= Records from a point annotation set =
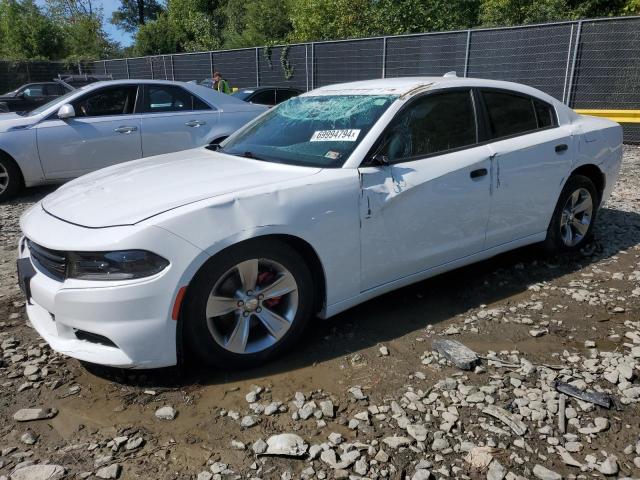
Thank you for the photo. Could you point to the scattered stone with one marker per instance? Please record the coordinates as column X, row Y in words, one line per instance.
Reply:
column 327, row 408
column 609, row 466
column 357, row 393
column 288, row 444
column 345, row 461
column 29, row 438
column 38, row 472
column 166, row 413
column 545, row 474
column 598, row 398
column 30, row 414
column 259, row 447
column 112, row 471
column 518, row 427
column 457, row 353
column 396, row 442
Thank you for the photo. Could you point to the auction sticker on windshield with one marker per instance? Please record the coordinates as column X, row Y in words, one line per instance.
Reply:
column 346, row 135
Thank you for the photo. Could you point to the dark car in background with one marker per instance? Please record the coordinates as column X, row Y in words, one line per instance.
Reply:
column 32, row 95
column 267, row 95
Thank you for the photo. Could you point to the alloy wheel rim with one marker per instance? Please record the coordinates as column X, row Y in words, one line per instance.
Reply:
column 576, row 217
column 4, row 178
column 252, row 306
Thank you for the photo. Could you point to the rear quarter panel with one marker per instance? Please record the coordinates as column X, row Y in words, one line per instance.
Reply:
column 21, row 145
column 600, row 143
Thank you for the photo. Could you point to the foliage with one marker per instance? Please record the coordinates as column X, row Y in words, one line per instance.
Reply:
column 26, row 33
column 157, row 37
column 131, row 14
column 515, row 12
column 254, row 22
column 81, row 24
column 188, row 25
column 287, row 68
column 73, row 29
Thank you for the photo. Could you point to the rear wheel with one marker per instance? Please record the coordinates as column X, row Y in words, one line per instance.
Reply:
column 248, row 304
column 10, row 178
column 574, row 216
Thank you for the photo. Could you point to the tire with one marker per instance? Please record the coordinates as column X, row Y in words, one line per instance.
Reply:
column 212, row 332
column 571, row 226
column 10, row 178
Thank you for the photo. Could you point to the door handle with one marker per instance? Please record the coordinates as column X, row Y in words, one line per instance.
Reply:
column 481, row 172
column 125, row 129
column 195, row 123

= YOUR TASK =
Copy every line of the records above word for word, leaving out the pictures.

= THE SOLUTION =
Thank you for the photo. Could you point to the scattered stone with one marker per instance? Please record the coordinates as column X, row Y in words, one line per instance.
Reply:
column 327, row 408
column 609, row 466
column 357, row 393
column 288, row 444
column 345, row 461
column 29, row 438
column 38, row 472
column 166, row 413
column 545, row 474
column 598, row 398
column 30, row 414
column 259, row 447
column 112, row 471
column 518, row 427
column 457, row 353
column 396, row 442
Thank you for the photo. Could you point to the auction sticker on windshield with one marker per instance? Please record the coordinates as column X, row Y in words, one line per instance.
Reply:
column 346, row 135
Thank you for the photo. Could you point to the dark car in background with one marker per instance? Please record the coordinates as column X, row Y in words, one line per instance.
Reply:
column 32, row 95
column 267, row 95
Thank you for the photo. Could you point to the alloy wheel rim with one marker per instance? Please record the coordinates as column X, row Y in words, one line per instance.
Reply:
column 576, row 217
column 4, row 178
column 252, row 306
Thank you for the photo. Could you point to the rear quarter panel with one marker per instance? Please record the coordinates as column X, row Y in words, one line per instance.
Reply:
column 21, row 145
column 600, row 143
Thank you for the photo. Could you point to the foliage with one marker per instance? Please record the coordinates as column X, row Y in words, one line per instance.
Reply:
column 26, row 33
column 157, row 37
column 131, row 14
column 515, row 12
column 254, row 22
column 81, row 24
column 188, row 25
column 287, row 68
column 73, row 29
Thank you for the photo. Could you point to the rear wheel with one marker per instance? Please record the coordinates as column X, row Y in words, one line per instance.
Reply:
column 248, row 304
column 10, row 178
column 574, row 216
Thank you for the photo. Could you point to the tire with one marker per instance? Please record the coordinates as column X, row Y in words, one line per instance.
Reply:
column 212, row 332
column 571, row 226
column 10, row 178
Thank you for the photo. Could you point to the door handle with one marker per instance? Please record the coordinates as column X, row Y in words, one line per instance.
Reply:
column 481, row 172
column 125, row 129
column 195, row 123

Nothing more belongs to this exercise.